*GIVEN EXERCISE A*.
In the wget patch discussion, what is the title of bug #15945?
*GIVEN EXERCISE B*.
Pick up the wget patch discussion after its last line and keep writing it.
-- start PAGE EXTRACT --
Could that be the fix for bug #15945?
AB-INT: fetch/sstate/CDN - Missing objects in the cache: Bad file descriptor
https://bugzilla.yoctoproject.org/show_bug.cgi?id=15945

>  lib/bb/fetch2/wget.py | 41 +++++++++++++++--------------------------
>  1 file changed, 15 insertions(+), 26 deletions(-)
>
> diff --git a/lib/bb/fetch2/wget.py b/lib/bb/fetch2/wget.py
> index 4e3505599b4..a9d432b25d3 100644
> --- a/lib/bb/fetch2/wget.py
> +++ b/lib/bb/fetch2/wget.py
> @@ -216,31 +216,20 @@ class Wget(FetchMethod):
>  
>                  try:
>                      h.request(req.get_method(), req.selector, req.data, headers)
> -                except socket.error as err: # XXX what error?
> -                    # Don't close connection when cache is enabled.
> -                    # Instead, try to detect connections that are no longer
> -                    # usable (for example, closed unexpectedly) and remove
> -                    # them from the cache.
> -                    if fetch.connection_cache is None:
> -                        h.close()
-- end PAGE EXTRACT --
-- start RECORD LIST --
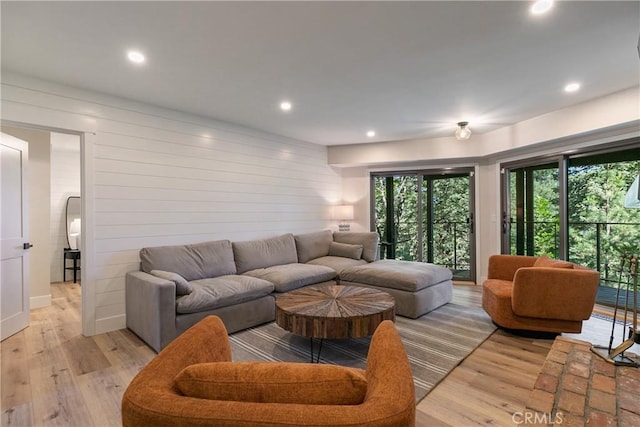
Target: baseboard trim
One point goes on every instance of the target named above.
(39, 301)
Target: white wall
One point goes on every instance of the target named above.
(158, 177)
(600, 121)
(65, 182)
(38, 187)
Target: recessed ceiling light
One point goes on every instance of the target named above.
(285, 106)
(572, 87)
(135, 56)
(541, 6)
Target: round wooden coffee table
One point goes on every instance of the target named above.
(333, 312)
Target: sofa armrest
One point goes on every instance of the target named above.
(151, 308)
(554, 293)
(504, 267)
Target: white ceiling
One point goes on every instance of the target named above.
(406, 69)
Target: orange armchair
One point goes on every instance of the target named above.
(539, 294)
(154, 399)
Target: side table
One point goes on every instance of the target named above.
(74, 255)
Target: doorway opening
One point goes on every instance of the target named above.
(53, 176)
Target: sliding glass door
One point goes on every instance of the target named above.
(426, 216)
(572, 207)
(532, 225)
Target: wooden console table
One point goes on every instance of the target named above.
(74, 255)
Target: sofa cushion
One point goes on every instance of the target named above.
(345, 250)
(193, 262)
(182, 286)
(264, 253)
(337, 263)
(223, 291)
(545, 261)
(368, 240)
(407, 276)
(293, 276)
(313, 245)
(267, 382)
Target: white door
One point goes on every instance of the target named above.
(14, 255)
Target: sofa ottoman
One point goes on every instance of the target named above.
(417, 287)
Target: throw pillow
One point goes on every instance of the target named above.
(182, 286)
(345, 250)
(545, 261)
(268, 382)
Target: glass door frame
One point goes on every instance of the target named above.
(506, 201)
(469, 171)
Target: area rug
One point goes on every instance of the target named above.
(436, 343)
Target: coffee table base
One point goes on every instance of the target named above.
(333, 312)
(317, 359)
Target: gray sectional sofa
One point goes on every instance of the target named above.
(177, 286)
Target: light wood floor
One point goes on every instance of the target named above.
(52, 375)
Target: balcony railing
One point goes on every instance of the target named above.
(591, 244)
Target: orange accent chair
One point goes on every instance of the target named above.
(538, 293)
(243, 394)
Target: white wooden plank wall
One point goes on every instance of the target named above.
(65, 182)
(164, 177)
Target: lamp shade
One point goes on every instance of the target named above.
(632, 198)
(343, 212)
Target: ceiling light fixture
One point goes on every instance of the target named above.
(572, 87)
(285, 106)
(541, 6)
(135, 56)
(463, 132)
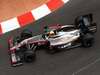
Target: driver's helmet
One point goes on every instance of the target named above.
(51, 33)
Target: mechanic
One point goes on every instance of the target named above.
(83, 27)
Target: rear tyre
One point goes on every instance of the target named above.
(26, 34)
(29, 56)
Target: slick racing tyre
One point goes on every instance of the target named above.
(29, 56)
(87, 40)
(26, 34)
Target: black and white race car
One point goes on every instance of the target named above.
(55, 38)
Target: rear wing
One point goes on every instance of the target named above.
(86, 21)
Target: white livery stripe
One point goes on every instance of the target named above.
(40, 12)
(65, 1)
(9, 25)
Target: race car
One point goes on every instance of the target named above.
(55, 38)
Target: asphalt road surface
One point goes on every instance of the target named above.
(79, 61)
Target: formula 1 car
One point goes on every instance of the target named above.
(55, 38)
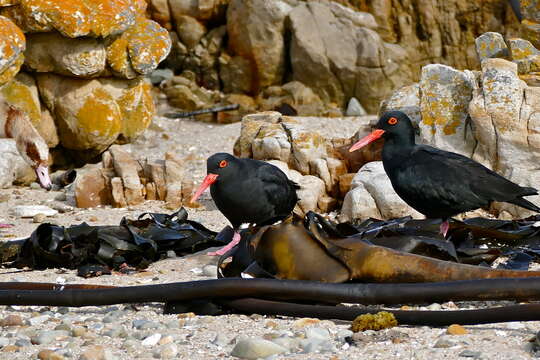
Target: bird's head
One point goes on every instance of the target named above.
(391, 124)
(218, 166)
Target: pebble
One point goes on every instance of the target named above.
(12, 320)
(38, 320)
(470, 353)
(456, 329)
(151, 340)
(444, 342)
(210, 271)
(29, 211)
(48, 354)
(49, 336)
(256, 348)
(168, 351)
(39, 218)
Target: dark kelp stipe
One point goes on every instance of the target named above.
(311, 264)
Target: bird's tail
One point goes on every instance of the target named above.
(525, 204)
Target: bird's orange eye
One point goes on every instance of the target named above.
(392, 121)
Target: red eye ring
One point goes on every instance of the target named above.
(392, 121)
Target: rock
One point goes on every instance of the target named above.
(13, 43)
(446, 94)
(377, 184)
(256, 348)
(91, 189)
(491, 45)
(51, 52)
(11, 320)
(22, 92)
(98, 18)
(13, 168)
(354, 108)
(151, 340)
(48, 354)
(444, 342)
(255, 29)
(139, 50)
(470, 353)
(29, 211)
(87, 116)
(236, 73)
(311, 189)
(456, 329)
(189, 30)
(159, 75)
(49, 336)
(127, 168)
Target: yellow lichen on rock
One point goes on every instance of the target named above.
(378, 321)
(140, 49)
(75, 18)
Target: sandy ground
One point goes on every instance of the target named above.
(195, 141)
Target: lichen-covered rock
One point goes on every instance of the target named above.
(137, 108)
(256, 29)
(23, 93)
(12, 45)
(139, 50)
(51, 52)
(446, 94)
(491, 45)
(87, 116)
(76, 18)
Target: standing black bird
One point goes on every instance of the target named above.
(437, 183)
(247, 191)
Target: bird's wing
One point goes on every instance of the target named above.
(466, 177)
(279, 190)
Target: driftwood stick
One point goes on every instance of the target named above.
(218, 108)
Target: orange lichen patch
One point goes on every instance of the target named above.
(18, 94)
(141, 48)
(137, 107)
(74, 18)
(11, 71)
(98, 122)
(12, 43)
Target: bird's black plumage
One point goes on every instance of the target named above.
(437, 183)
(250, 191)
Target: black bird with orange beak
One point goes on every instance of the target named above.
(247, 191)
(437, 183)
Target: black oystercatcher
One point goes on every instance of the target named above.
(437, 183)
(247, 191)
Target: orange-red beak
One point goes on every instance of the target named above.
(208, 180)
(376, 134)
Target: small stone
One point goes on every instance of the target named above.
(456, 329)
(210, 271)
(12, 320)
(4, 341)
(151, 340)
(47, 354)
(470, 353)
(39, 218)
(29, 211)
(444, 342)
(354, 108)
(256, 348)
(168, 351)
(300, 323)
(11, 348)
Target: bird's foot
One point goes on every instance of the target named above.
(445, 226)
(226, 248)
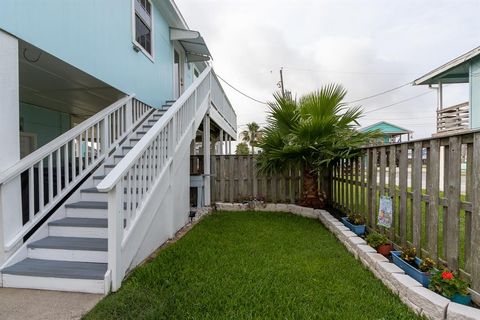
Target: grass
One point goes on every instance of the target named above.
(409, 220)
(253, 265)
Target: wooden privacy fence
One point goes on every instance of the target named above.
(235, 179)
(435, 188)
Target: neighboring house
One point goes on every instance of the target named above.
(102, 104)
(464, 69)
(390, 133)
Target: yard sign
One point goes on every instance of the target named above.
(385, 212)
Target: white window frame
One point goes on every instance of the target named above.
(137, 45)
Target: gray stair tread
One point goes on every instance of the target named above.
(88, 205)
(91, 190)
(80, 222)
(58, 269)
(71, 243)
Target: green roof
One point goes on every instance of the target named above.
(386, 127)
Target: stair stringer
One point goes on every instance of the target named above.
(162, 213)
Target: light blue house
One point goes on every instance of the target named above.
(102, 104)
(464, 69)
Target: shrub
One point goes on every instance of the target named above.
(409, 253)
(376, 239)
(444, 282)
(427, 265)
(356, 219)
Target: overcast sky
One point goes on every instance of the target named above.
(368, 46)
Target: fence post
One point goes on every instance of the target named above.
(475, 242)
(433, 189)
(452, 218)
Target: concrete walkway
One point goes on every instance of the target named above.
(17, 304)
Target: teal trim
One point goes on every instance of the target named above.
(96, 37)
(475, 94)
(386, 128)
(46, 124)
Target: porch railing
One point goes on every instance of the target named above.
(148, 166)
(36, 184)
(434, 185)
(453, 118)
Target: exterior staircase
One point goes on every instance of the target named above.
(73, 253)
(79, 213)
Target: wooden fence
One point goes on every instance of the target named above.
(235, 179)
(435, 188)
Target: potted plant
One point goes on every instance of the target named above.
(444, 282)
(380, 242)
(355, 222)
(415, 267)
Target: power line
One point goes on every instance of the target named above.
(244, 94)
(380, 93)
(349, 72)
(401, 101)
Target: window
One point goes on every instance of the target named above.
(143, 25)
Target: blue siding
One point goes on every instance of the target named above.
(475, 94)
(96, 37)
(46, 124)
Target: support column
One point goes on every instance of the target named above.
(9, 101)
(222, 138)
(10, 192)
(206, 159)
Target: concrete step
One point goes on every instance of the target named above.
(87, 209)
(79, 227)
(69, 249)
(56, 275)
(92, 194)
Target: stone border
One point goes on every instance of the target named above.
(421, 300)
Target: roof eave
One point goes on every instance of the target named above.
(428, 78)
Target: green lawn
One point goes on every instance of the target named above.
(253, 265)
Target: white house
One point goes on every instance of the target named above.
(102, 104)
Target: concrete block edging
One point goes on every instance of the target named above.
(421, 300)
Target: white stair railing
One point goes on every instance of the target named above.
(51, 172)
(129, 184)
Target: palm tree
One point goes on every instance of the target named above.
(252, 135)
(311, 135)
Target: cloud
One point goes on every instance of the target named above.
(368, 46)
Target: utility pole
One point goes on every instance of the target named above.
(281, 82)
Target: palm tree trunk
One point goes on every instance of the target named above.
(311, 196)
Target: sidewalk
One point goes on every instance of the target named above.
(17, 304)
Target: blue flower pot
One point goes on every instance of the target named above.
(459, 298)
(415, 273)
(358, 230)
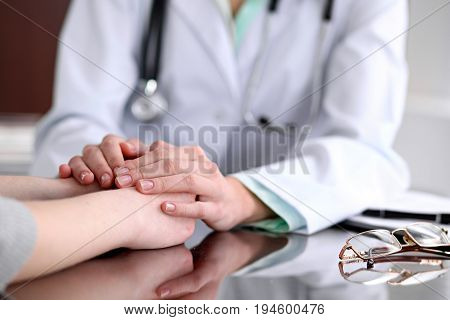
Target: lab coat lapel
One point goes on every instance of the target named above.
(206, 21)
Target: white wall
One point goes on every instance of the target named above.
(425, 135)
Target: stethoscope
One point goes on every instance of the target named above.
(147, 103)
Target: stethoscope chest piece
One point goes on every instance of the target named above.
(148, 104)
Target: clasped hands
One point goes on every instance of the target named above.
(221, 202)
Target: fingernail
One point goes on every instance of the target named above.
(124, 181)
(169, 207)
(132, 147)
(105, 179)
(83, 175)
(146, 185)
(121, 171)
(164, 292)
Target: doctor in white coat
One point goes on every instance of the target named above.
(234, 65)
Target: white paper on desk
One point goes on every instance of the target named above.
(417, 202)
(411, 202)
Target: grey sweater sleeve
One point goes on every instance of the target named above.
(17, 238)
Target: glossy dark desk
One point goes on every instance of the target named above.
(237, 265)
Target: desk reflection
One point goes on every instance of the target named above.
(137, 275)
(230, 265)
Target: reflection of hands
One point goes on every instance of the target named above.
(130, 275)
(217, 256)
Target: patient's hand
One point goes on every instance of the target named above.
(79, 228)
(145, 226)
(98, 162)
(129, 275)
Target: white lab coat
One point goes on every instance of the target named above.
(349, 155)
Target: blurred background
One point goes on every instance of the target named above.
(28, 38)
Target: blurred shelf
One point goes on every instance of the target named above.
(16, 142)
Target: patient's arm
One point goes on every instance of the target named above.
(73, 230)
(32, 188)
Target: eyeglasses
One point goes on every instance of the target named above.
(368, 245)
(403, 272)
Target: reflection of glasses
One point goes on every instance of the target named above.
(381, 272)
(368, 245)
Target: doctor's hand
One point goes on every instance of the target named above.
(98, 162)
(222, 202)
-- end RECORD LIST --
*RESULT A*.
AB-INT: fetch/sstate/CDN - Missing objects in the cache: Bad file descriptor

*RESULT B*.
> -                    elif isinstance(err, OSError) and err.errno == errno.EBADF:
> -                        # This happens when the server closes the connection despite the Keep-Alive.
> -                        # Apparently urllib then uses the file descriptor, expecting it to be
> -                        # connected, when in reality the connection is already gone.
> -                        # We let the request fail and expect it to be
> -                        # tried once more ("try_again" in check_status()),
> -                        # with the dead connection removed from the cache.
> -                        # If it still fails, we give up, which can happen for bad
> -                        # HTTP proxy settings.
> +                    r = h.getresponse()
> +                except:
> +                    # This can happen when the server closes the connection despite the Keep-Alive.
> +                    # Apparently urllib then uses the file descriptor, expecting it to be
> +                    # connected, when in reality the connection is already gone.
> +                    # We let the request fail and expect it to be
> +                    # tried once more ("try_again" in check_status()),
> +                    # with the dead connection removed from the cache.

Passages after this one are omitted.